WRITTEN PROBLEM:
Please write out the lines below word for word, starting at the line that contains "Query: player's hand" and stopping after the line that contains "7 77 L 11 75".

***** MATERIAL FOR THIS EXERCISE

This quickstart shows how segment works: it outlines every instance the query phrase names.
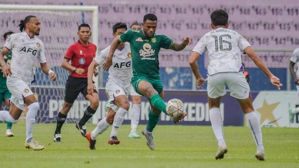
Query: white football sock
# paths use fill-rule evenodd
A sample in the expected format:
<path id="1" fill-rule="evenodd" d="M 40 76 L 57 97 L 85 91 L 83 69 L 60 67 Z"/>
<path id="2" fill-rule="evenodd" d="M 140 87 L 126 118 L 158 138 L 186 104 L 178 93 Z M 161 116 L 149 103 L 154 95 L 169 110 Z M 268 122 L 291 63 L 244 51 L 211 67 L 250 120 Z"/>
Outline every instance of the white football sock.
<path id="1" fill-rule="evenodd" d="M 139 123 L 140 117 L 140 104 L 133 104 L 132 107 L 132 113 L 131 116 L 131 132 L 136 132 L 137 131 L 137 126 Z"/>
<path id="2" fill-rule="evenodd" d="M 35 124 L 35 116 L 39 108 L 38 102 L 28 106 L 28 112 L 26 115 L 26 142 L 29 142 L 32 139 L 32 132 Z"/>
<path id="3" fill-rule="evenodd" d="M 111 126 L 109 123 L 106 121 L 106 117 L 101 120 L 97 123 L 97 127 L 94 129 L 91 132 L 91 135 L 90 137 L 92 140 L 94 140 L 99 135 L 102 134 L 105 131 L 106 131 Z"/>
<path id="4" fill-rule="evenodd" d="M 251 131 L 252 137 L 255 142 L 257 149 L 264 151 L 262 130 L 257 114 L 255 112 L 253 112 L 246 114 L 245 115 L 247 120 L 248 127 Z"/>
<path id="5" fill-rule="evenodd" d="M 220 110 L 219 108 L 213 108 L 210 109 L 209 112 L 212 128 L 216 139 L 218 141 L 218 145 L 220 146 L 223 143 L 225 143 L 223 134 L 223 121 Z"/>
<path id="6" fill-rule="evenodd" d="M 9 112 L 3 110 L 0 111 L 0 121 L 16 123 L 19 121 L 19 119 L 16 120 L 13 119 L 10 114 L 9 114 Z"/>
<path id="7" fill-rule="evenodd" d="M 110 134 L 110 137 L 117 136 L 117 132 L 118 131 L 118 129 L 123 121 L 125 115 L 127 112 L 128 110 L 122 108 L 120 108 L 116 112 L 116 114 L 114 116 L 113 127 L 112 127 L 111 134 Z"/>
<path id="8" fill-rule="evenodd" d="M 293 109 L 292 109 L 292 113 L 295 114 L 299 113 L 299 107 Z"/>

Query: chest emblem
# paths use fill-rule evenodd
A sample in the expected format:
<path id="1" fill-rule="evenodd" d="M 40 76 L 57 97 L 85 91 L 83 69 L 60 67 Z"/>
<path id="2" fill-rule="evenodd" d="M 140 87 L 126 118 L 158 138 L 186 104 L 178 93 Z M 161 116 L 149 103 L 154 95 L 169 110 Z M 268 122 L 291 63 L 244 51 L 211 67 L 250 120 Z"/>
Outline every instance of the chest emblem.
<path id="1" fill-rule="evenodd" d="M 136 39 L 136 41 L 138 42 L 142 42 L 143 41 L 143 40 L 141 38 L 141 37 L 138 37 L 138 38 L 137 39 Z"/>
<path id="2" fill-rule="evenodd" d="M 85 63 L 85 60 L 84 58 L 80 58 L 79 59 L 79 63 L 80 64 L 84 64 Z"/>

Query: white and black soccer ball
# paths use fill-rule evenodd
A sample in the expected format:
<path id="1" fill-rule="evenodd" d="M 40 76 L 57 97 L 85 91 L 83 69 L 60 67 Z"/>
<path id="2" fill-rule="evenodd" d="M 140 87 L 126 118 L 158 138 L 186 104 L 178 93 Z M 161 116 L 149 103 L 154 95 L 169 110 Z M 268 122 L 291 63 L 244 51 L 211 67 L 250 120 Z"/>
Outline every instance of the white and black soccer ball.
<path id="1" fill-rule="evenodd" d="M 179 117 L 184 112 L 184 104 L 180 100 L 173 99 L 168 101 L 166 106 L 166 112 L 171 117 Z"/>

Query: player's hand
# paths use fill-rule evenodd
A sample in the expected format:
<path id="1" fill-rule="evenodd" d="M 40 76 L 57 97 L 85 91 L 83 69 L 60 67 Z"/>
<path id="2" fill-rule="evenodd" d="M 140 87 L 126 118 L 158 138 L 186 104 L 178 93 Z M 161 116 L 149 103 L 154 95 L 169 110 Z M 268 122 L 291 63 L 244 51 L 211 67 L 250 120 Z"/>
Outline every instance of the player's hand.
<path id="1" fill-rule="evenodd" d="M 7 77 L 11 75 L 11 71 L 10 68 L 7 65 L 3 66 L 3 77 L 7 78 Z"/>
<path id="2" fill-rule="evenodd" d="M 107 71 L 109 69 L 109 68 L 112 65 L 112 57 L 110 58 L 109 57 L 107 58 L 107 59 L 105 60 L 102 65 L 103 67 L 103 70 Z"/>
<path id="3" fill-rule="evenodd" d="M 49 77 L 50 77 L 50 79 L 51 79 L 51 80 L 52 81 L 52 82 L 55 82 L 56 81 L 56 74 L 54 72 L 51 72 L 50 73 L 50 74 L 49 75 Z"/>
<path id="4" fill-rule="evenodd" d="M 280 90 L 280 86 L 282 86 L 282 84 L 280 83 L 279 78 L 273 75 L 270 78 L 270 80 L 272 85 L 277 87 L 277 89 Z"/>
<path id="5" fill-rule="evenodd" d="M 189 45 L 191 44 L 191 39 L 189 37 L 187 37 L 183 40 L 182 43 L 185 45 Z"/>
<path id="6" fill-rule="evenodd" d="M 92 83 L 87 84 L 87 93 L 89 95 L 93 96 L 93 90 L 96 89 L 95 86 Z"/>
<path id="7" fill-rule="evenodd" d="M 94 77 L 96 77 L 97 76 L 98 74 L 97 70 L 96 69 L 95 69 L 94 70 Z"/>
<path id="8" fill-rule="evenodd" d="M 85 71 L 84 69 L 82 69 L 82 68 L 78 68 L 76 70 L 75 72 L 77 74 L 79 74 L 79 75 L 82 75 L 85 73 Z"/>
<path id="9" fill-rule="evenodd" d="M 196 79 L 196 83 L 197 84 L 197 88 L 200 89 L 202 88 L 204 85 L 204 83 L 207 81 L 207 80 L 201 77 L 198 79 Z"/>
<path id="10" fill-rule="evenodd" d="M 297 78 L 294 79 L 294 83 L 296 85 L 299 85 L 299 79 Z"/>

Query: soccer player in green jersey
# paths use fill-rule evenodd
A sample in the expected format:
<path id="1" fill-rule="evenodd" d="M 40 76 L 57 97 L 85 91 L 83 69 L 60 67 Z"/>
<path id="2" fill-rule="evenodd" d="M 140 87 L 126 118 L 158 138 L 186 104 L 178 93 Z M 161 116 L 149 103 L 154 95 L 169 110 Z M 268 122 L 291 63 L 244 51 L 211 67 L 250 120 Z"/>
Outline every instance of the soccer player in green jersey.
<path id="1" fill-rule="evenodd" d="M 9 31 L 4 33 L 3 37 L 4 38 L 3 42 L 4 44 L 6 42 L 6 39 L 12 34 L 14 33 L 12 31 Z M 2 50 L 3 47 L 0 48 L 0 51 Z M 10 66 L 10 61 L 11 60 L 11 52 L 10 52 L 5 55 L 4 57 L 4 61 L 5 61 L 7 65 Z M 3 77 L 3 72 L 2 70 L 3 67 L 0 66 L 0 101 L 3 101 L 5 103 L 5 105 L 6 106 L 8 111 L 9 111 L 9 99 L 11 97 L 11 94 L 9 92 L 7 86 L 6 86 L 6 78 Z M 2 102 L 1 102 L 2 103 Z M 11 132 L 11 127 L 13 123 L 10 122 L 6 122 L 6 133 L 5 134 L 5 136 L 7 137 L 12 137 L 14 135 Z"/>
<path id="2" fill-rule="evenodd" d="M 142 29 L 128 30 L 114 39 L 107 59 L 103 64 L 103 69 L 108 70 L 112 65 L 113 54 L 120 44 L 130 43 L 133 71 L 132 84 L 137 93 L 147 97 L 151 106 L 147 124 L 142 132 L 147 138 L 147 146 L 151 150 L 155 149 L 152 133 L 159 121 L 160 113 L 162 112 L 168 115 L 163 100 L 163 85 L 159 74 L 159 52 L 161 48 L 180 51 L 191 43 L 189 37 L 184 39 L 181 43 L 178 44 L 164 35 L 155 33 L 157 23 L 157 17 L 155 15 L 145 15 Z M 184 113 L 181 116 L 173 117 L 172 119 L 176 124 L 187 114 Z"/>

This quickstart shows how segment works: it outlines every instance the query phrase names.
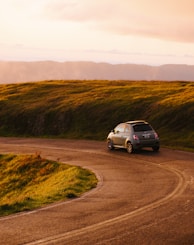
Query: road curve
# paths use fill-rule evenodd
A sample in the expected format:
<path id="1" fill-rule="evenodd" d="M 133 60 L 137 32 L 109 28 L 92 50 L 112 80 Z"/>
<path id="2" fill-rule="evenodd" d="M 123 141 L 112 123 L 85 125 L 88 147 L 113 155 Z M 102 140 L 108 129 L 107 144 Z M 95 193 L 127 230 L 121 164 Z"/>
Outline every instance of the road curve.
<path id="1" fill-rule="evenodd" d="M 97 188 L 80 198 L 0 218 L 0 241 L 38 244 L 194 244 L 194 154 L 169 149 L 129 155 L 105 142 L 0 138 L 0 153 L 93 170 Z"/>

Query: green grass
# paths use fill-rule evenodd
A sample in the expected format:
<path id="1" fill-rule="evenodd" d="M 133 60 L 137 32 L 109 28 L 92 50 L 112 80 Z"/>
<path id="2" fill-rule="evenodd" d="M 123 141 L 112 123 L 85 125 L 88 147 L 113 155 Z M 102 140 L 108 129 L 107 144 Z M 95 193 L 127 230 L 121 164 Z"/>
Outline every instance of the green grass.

**********
***** MATERIAL FOR THIS EXERCISE

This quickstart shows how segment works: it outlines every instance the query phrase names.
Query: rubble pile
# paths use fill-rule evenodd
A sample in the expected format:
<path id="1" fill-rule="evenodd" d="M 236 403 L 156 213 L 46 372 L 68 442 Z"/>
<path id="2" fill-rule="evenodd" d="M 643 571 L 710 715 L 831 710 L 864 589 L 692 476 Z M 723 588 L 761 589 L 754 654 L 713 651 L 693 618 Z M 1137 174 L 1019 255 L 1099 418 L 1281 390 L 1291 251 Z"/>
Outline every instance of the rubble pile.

**********

RESULT:
Query: player's hand
# paths use fill-rule evenodd
A sample in the expected format:
<path id="1" fill-rule="evenodd" d="M 40 76 L 57 97 L 85 91 L 83 69 L 60 67 Z"/>
<path id="2" fill-rule="evenodd" d="M 140 87 L 126 118 L 158 138 L 186 104 L 178 93 Z M 161 116 L 149 103 L 154 95 L 169 110 Z M 268 122 L 291 63 L 244 51 L 211 67 L 250 120 Z"/>
Outline every instance of the player's hand.
<path id="1" fill-rule="evenodd" d="M 7 77 L 11 75 L 11 71 L 10 68 L 7 65 L 3 66 L 3 77 L 7 78 Z"/>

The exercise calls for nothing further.